### Vos tâches
A: Résumez en trois phrases l'extrait sur les Sarrasins en France.
B: Poursuivez l'extrait sur les Sarrasins en France à partir de sa dernière phrase.

Les sarrasins en France et à Paris
p. 983-997
Texte intégral
1Il y a un an, les fêtes du 40e anniversaire de la libération de Paris ; plus récemment, la découverte fortuite d'un long poème épique, publié justement à Strasbourg, il y a 170 ans, en 1815 (Les Sarrasins en France d'un certain Colonel de M., - alias Pierre Masson)1 ; puis, les cérémonies de Verdun, en septembre de l'année dernière ; en mai de cette année, la célébration du 40e anniversaire de la reddition des Nazis et, enfin, la lecture du discours de Maurice Barrès intitulé Les Traits éternels de la France, prononcé devant l'Académie Britannique en juillet 1916 = voilà, curieusement, pourrait-on dire, les raisons qui m'amènent à regarder d'un peu plus près la question des "Sarrasins en France" et du "siège de Paris par les Sarrasins" dans la légende épique française et italienne.
2Dans son discours, Maurice Barrès fait un usage impressionnant des connaissances qu'il avait de la littérature française médiévale. Des richesses de la poésie épique, il extrait des parallèles délicats et touchants entre l'héroïsme des chevaliers féodaux et celui dont faisaient preuve les soldats français de la "Grande Guerre"2. Prenant pour modèle l'éloquence avec laquelle Barrès décrit l'esprit de bravoure ayant animé le combat contre l'"Infidèle", l'on peut être amené à examiner la situation internationale, telle qu'elle se présente au lecteur de la poésie épique en France et en Italie.
3De tous les sièges dont Paris a été l'objet, aucun n'a bénéficié d'un traitement littéraire semblable à celui qui n'a jamais eu lieu, à savoir le siège de Paris par les Sarrasins. Aucun des assiégeants historiques, Huns, Normands, Anglais, Allemands, n''ont laissé autant de traces dans l'imagination des hommes, voire dans la tradition poétique, que n'a fait l'attaque légendaire entreprise par les "Infidèles". Celle-ci est présentée avec force richesse de détails et de circonstances, tel un véritable événement historique. L'espace qui lui a été consacré et le nombre de références que l'on y fait dépasse considérablement les allusions populaires aux sièges historigues du Moyen Age, Rome, Constantinople, ou Narbonne. Il appartient à l'histoire poétique et constitue le point de départ d'innombrables poèmes de guerre et d'amour.

### Données enregistrées

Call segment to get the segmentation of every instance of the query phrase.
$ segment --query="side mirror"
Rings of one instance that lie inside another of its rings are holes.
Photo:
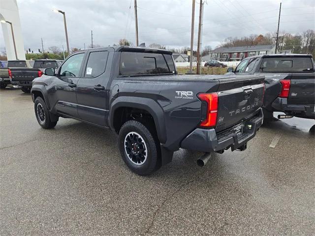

### Réponses par tâche
A: Plusieurs événements récents, dont des commémorations, la découverte d'un poème épique publié en 1815 et la lecture d'un discours de Maurice Barrès prononcé en 1916, motivent un examen des Sarrasins en France et du siège de Paris par les Sarrasins dans la légende épique française et italienne. Dans ce discours, Barrès tire de la poésie épique médiévale des parallèles entre l'héroïsme des chevaliers féodaux et celui des soldats français de la Grande Guerre. Le siège de Paris par les Sarrasins n'a jamais eu lieu, mais il a reçu un traitement littéraire plus riche que tous les sièges historiques de la ville et a servi de point de départ à d'innombrables poèmes de guerre et d'amour.

B:
4Point n'est besoin, de nos jours, de revenir ni d'insister sur les raisons de la popularité qu'a connue la poésie épique, à partir du xiie siècle, ni sur le portrait qu'elle donnait aux contemporains de l'empereur Charlemagne, engagé dans un conflit puissant qui allait décider entre la domination de l'Europe par les Chrétiens ou par les "Infidèles", par les forces du bien ou par les forces du mal.
5Quelle qu'ait pu être, au cours des siècles, l'évolution de l'esprit et des justifications des conflits armés, un facteur constant semble demeurer : le motif religieux tout-puissant, qui engendre la guerre. A tout prix, l'"Infidèle" doit se convertir ou être massacré. Pour ce qui est de la Chrétienté, il s'agissait essentiellement d'une guerre pour des principes, pour Dieu, pour la patrie.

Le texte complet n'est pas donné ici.